Item 9.  Undertakings.
         ------------

        The Registrant hereby undertakes:

          (1)  To file, during any period in which offers or sales are being
               made, a post-effective amendment to this Registration Statement:

              (i)  To include any prospectus required by Section 10(a)(3) of the
            Securities Act of 1933;

              (ii) To reflect in the prospectus any facts or events arising
            after the effective date of this Registration Statement (or the most
            recent post-effective amendment thereof) which, individually or in
            the aggregate, represent a fundamental change in the information set
            forth in this Registration Statement.  Notwithstanding the
            foregoing, any increase or decrease in volume of securities offered
            (if the total dollar value of securities offered would not exceed
            that which was registered) and any deviation from the low or high
            end of the estimated maximum offering range may be reflected in the
            Form of prospectus filed with the Commission pursuant to Rule 424(b)

### To do
(a) List each parenthesized marker that opens a numbered or lettered point in the undertakings text.
(b) In the undertakings text, what provision requires the prospectus named in point (i)?
You won't need the lines after the text.

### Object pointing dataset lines
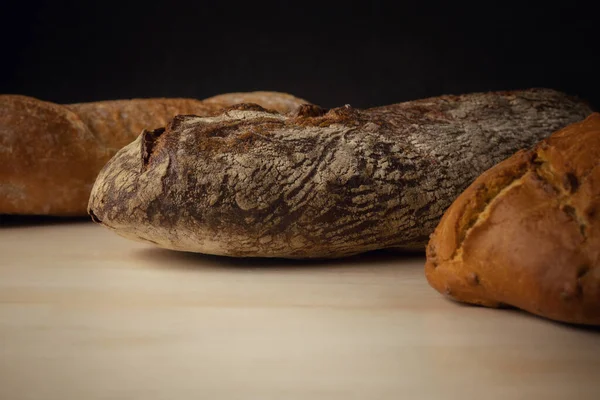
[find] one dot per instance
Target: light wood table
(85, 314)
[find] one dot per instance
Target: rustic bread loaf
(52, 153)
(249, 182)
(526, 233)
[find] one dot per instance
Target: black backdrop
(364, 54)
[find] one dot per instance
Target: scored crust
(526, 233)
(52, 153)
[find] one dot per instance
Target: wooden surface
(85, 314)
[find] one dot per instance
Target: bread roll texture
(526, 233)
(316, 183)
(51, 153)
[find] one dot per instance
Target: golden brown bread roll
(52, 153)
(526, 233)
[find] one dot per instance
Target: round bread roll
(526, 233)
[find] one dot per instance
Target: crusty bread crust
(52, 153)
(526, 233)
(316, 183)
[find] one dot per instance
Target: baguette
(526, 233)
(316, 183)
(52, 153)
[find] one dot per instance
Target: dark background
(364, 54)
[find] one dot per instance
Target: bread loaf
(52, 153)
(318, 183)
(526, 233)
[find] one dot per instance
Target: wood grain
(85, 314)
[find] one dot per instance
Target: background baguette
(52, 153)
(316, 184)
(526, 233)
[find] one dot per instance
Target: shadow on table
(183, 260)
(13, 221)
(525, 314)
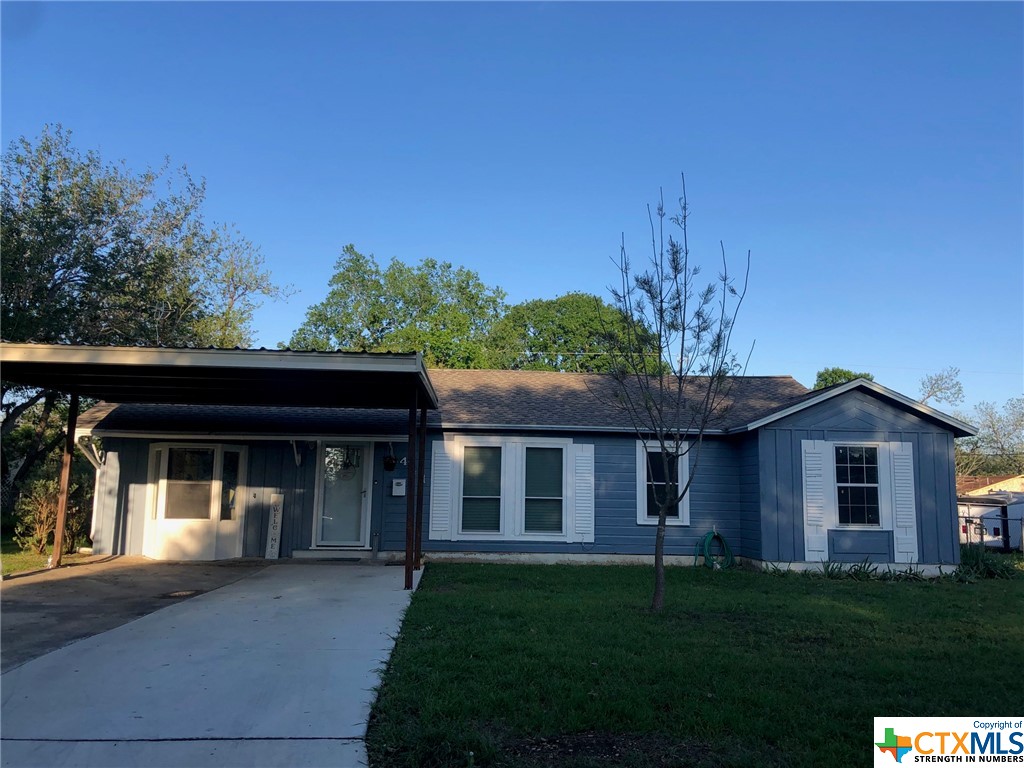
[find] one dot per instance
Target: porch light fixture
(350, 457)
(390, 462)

### Worked solutions
(a) (1), (i), (ii)

(b) Section 10(a)(3) of the Securities Act of 1933.